→ WHAT IS BEING ASKED: Return, word for word, everything in the records below from the line containing "the dog's eye" down to the line containing "column 624, row 194", including both of those lines.

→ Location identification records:

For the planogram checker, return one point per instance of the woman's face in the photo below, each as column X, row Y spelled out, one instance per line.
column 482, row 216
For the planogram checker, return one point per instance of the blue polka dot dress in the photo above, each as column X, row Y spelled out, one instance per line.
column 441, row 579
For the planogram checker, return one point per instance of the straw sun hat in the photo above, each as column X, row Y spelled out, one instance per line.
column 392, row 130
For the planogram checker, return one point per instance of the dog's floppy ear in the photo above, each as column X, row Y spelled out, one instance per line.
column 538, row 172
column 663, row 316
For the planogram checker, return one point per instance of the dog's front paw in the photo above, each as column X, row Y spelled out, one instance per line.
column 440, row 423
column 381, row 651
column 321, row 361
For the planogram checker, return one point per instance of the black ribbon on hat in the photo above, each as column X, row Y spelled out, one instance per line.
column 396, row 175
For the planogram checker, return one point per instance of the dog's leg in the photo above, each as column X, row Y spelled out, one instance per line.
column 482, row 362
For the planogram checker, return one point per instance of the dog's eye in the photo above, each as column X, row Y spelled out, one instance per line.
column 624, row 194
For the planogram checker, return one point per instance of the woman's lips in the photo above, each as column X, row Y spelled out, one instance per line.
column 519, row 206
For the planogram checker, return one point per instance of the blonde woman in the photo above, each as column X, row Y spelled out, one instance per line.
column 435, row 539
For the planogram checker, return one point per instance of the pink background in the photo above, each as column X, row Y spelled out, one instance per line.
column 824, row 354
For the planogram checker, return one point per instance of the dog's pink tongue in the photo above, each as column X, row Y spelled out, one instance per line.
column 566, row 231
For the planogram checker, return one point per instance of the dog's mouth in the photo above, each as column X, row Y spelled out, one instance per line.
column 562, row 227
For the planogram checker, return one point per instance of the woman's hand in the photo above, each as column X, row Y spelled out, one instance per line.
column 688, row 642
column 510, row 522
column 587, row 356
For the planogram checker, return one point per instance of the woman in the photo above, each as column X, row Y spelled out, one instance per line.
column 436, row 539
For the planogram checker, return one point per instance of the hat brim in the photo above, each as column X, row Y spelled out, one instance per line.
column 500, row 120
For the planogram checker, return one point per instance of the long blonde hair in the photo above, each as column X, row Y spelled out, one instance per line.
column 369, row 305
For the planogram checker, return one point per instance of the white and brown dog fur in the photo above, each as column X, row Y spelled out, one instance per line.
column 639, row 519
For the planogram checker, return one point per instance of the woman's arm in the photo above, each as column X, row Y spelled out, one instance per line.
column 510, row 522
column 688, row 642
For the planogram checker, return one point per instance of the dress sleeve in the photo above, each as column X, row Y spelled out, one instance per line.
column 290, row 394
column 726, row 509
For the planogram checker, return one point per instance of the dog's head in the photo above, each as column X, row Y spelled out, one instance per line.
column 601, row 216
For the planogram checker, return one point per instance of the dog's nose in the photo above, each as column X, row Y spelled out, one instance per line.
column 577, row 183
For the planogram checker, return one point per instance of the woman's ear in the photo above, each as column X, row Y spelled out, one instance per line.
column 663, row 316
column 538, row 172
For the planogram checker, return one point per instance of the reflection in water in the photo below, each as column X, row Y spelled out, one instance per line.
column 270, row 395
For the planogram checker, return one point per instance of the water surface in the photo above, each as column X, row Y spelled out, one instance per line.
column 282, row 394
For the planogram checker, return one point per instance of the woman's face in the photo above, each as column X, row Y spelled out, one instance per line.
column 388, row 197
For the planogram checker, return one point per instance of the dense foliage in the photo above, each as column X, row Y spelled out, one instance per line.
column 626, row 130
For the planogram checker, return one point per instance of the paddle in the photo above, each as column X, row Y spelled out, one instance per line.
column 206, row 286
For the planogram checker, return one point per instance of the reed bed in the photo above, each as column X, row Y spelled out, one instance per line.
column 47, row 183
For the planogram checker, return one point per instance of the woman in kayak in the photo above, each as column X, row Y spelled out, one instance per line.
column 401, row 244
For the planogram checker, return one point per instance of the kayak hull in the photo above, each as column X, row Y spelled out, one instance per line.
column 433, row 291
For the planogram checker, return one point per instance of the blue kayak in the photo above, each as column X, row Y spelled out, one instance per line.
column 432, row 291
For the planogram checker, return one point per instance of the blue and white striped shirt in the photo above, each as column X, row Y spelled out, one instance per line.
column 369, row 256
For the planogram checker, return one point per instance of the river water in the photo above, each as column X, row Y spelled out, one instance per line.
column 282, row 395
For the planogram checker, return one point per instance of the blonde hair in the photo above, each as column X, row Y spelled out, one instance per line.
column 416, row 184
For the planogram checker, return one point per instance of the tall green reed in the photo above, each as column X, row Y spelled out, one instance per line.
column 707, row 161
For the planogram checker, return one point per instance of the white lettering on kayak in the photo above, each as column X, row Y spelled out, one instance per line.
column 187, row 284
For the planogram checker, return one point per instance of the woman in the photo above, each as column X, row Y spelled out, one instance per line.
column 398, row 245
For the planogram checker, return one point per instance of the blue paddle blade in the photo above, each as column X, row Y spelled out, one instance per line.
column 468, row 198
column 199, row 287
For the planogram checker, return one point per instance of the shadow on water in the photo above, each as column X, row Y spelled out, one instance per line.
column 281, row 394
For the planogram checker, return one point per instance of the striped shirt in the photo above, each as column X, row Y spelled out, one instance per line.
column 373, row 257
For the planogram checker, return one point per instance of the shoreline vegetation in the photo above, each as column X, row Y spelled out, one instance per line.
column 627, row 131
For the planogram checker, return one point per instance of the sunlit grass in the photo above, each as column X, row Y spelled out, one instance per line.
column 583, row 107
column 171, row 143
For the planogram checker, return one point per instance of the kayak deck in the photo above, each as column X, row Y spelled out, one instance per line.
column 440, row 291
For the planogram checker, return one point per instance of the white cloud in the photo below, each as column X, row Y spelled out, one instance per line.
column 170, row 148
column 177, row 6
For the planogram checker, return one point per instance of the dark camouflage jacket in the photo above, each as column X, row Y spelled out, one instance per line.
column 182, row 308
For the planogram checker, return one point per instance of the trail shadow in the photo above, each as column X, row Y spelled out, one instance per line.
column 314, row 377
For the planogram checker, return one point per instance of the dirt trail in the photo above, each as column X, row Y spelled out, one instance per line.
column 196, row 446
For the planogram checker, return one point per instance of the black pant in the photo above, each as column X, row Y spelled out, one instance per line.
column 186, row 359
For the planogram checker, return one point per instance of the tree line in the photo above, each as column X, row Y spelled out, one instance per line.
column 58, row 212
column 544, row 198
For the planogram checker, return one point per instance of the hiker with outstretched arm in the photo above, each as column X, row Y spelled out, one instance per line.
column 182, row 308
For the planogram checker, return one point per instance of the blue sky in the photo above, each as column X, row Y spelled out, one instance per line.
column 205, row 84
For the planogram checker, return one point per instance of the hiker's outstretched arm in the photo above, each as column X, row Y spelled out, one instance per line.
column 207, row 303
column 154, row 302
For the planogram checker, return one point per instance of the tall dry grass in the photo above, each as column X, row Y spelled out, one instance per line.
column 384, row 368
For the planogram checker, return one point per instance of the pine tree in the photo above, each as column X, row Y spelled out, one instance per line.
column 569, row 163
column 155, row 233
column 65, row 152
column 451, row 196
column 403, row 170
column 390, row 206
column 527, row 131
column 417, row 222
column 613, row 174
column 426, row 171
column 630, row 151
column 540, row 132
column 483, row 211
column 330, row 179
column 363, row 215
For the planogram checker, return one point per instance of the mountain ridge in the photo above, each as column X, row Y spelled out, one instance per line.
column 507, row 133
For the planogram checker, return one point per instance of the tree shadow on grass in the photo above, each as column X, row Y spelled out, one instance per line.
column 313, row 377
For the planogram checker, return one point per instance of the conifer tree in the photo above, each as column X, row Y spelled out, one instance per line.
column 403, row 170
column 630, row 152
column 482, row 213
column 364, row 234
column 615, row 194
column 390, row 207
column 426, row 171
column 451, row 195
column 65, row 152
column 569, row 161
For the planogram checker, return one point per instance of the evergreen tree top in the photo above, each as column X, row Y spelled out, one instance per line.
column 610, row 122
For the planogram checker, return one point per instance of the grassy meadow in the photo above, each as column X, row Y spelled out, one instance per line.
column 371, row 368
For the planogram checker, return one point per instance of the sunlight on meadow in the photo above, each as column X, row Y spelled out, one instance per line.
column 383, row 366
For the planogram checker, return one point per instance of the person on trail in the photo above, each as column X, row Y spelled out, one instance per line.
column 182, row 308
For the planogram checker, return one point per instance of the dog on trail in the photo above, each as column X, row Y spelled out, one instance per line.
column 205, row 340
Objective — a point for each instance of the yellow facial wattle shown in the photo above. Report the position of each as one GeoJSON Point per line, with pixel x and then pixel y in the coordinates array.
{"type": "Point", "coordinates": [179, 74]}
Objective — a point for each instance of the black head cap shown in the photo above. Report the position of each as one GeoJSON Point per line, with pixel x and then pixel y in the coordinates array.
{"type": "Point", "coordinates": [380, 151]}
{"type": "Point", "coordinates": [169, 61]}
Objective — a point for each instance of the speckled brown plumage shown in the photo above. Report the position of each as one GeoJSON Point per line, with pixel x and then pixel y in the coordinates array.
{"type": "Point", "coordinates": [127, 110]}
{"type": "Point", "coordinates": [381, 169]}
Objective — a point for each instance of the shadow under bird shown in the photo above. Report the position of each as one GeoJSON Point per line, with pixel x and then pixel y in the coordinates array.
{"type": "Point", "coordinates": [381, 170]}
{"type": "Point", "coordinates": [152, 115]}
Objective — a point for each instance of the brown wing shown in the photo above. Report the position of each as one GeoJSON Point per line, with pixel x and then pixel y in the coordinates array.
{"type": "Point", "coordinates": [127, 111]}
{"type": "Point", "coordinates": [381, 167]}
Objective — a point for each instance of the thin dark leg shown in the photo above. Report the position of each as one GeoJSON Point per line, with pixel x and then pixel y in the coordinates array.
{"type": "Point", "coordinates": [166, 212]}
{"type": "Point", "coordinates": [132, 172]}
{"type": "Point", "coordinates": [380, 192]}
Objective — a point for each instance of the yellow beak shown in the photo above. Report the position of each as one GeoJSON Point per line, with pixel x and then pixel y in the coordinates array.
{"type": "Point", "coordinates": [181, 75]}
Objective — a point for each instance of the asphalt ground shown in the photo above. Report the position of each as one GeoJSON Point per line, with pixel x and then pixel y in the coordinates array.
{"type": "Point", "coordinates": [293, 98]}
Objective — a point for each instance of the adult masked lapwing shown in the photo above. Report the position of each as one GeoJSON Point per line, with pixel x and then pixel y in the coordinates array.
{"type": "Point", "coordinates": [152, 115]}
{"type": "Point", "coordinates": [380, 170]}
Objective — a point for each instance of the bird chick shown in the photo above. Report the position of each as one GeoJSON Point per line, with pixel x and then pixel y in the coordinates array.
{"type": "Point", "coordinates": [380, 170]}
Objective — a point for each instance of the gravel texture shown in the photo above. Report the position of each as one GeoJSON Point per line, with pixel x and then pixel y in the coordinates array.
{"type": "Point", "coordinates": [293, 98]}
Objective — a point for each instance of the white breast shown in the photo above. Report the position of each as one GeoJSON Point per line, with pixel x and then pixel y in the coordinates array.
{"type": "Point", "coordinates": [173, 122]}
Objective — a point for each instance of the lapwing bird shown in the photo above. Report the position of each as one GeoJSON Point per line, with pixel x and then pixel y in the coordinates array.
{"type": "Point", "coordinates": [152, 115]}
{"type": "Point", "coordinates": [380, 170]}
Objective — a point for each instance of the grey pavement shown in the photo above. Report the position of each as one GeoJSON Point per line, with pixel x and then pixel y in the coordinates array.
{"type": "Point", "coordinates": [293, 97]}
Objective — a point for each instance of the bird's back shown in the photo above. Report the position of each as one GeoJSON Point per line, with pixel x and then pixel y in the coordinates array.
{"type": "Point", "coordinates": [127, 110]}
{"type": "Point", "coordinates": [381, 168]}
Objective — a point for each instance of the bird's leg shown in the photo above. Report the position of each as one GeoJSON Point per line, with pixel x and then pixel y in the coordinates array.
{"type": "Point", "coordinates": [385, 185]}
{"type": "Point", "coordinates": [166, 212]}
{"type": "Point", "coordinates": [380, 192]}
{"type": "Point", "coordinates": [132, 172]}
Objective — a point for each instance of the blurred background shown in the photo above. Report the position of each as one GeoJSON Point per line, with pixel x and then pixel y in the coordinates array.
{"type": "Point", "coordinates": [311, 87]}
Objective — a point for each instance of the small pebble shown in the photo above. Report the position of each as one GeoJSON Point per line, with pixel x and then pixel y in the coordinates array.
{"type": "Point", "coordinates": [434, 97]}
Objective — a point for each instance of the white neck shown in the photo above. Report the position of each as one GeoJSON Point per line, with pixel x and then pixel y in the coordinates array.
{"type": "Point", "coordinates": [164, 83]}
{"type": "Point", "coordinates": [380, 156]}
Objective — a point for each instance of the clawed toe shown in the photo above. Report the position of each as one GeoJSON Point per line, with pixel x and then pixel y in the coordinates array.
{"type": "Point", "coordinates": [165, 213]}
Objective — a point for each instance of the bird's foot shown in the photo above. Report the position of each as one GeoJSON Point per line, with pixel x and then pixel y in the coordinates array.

→ REPLY:
For the planogram checker, return one point per instance of the dog's eye in the photo above, each as column X, row Y spelled out, one instance per line.
column 624, row 194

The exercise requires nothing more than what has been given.